Which lines in the entries below contain the word "woman"? Show each one in full.
[start of STORED DATA]
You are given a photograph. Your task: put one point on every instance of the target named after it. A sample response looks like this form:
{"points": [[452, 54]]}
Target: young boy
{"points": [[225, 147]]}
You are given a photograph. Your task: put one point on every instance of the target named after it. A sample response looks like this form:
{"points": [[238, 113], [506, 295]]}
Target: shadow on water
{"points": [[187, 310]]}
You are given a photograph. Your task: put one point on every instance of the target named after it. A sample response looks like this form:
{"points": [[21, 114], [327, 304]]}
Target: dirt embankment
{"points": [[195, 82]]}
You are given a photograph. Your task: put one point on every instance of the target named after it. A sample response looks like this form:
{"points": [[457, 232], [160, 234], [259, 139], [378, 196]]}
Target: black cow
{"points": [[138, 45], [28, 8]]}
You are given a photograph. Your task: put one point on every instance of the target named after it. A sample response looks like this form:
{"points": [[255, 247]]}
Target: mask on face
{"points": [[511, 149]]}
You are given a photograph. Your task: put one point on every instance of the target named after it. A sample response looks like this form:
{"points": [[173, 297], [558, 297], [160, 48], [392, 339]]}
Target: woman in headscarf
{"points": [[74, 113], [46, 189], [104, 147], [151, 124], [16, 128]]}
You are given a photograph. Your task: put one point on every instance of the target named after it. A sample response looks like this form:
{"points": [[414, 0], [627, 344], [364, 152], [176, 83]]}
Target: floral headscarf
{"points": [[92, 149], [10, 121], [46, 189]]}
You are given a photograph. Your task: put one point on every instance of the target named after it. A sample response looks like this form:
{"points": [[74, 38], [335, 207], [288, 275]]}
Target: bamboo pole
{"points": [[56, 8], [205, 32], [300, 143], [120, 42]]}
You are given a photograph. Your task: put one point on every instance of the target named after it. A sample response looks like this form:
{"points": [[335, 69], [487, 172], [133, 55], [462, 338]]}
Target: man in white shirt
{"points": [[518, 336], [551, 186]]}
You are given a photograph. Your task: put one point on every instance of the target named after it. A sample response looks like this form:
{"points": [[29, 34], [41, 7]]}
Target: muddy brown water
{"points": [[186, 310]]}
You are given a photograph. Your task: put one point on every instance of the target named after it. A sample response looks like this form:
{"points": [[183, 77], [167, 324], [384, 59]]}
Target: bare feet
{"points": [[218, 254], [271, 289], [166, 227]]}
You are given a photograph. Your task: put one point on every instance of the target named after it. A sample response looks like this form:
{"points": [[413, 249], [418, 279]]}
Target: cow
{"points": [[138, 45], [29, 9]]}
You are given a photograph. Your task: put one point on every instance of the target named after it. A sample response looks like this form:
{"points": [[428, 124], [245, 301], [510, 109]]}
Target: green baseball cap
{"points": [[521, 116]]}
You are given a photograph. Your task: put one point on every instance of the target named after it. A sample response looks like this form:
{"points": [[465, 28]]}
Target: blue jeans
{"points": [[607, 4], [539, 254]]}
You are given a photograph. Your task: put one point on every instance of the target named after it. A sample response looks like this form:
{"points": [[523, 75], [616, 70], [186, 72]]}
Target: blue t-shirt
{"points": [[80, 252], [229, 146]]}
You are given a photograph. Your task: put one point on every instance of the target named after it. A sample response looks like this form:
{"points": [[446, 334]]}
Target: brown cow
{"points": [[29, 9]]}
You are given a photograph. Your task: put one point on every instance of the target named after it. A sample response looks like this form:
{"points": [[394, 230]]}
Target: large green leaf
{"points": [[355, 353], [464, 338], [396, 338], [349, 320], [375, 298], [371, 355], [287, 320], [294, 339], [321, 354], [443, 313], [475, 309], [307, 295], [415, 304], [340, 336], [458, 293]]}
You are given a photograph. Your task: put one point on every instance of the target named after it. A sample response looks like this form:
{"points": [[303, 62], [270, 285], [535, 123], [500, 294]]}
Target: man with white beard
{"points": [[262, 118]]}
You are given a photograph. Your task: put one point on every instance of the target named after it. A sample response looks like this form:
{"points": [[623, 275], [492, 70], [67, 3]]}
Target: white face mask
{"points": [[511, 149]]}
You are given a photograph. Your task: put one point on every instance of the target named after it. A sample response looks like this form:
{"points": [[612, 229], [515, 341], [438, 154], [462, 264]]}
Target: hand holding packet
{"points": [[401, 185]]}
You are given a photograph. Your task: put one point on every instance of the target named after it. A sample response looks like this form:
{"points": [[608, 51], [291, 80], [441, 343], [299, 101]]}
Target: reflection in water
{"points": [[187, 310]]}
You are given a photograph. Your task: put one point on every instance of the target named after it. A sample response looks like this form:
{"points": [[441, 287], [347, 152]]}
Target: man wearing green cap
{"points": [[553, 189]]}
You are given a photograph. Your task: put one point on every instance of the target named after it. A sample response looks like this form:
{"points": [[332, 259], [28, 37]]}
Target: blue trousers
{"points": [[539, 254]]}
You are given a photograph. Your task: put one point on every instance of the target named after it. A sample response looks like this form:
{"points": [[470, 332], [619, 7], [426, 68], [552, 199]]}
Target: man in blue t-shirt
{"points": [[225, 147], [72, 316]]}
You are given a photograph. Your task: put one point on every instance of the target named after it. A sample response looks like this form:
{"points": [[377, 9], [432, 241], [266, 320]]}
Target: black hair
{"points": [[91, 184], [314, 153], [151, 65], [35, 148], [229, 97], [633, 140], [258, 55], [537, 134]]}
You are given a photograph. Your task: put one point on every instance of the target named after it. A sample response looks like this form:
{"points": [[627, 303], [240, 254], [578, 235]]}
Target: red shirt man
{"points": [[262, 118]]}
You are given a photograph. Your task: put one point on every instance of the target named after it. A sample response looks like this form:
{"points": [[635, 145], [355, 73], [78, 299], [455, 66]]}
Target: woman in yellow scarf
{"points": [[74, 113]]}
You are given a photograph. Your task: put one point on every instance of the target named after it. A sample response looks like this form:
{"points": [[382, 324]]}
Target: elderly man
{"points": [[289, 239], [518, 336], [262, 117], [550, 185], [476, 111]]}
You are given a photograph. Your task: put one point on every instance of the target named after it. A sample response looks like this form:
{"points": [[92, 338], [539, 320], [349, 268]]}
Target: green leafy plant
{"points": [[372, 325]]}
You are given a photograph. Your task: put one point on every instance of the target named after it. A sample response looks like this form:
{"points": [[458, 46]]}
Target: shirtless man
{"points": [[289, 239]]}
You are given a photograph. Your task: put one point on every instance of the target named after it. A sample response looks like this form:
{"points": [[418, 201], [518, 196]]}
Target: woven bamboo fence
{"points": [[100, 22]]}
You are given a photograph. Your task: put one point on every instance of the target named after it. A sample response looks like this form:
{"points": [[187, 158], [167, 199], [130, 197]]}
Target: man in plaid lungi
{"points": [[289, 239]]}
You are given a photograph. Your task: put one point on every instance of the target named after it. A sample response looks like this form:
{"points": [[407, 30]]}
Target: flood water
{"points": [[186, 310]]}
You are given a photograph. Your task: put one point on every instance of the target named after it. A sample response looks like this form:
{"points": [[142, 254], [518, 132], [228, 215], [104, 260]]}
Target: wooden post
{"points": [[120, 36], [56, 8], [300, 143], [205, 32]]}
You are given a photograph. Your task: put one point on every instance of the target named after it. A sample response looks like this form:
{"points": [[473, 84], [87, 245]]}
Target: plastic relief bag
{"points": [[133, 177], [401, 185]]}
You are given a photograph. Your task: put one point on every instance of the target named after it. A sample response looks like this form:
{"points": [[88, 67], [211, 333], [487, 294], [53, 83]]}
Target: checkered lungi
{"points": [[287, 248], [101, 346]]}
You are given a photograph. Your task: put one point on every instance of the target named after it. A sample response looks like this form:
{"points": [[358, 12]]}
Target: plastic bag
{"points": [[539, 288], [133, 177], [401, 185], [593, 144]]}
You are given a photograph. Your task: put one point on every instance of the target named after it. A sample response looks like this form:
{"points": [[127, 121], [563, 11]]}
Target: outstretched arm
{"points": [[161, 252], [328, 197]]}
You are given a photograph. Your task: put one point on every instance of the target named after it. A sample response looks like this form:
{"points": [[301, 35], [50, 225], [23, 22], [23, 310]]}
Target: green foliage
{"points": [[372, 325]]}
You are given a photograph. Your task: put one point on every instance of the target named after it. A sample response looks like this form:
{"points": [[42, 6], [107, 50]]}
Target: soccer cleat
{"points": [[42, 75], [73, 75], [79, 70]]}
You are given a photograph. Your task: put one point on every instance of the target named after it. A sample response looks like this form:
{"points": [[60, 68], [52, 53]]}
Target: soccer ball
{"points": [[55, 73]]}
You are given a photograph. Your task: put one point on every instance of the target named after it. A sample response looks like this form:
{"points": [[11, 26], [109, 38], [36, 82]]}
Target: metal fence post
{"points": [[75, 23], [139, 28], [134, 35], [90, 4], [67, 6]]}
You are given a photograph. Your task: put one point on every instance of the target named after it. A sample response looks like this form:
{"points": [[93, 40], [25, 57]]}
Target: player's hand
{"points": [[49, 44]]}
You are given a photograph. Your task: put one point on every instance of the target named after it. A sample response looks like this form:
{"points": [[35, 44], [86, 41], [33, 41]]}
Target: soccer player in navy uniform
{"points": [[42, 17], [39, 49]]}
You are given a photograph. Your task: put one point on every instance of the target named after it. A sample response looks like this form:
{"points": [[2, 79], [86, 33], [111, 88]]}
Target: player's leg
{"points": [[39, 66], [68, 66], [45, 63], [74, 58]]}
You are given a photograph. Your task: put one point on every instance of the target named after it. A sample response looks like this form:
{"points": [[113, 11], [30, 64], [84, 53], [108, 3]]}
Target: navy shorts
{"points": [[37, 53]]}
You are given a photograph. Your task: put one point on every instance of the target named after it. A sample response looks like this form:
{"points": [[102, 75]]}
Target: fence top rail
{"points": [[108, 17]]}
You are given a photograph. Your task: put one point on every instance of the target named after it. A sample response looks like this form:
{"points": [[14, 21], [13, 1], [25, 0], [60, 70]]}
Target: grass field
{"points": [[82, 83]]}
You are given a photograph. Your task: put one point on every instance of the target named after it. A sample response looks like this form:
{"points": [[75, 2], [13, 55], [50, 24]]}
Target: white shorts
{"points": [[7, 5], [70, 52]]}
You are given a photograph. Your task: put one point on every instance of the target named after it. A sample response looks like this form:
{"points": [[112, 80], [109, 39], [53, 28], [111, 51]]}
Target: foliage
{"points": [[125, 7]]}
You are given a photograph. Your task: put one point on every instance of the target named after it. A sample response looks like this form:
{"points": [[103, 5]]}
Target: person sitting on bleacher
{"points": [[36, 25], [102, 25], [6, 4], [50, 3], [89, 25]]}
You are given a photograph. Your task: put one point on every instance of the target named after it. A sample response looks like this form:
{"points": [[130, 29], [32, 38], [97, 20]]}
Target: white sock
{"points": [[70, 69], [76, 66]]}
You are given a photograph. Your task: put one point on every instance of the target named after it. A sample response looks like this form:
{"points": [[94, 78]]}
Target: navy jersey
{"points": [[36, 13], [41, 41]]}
[end of STORED DATA]
• _OUTPUT OF THE EXERCISE_
Target: woman in headscarf
Target: woman in yellow scarf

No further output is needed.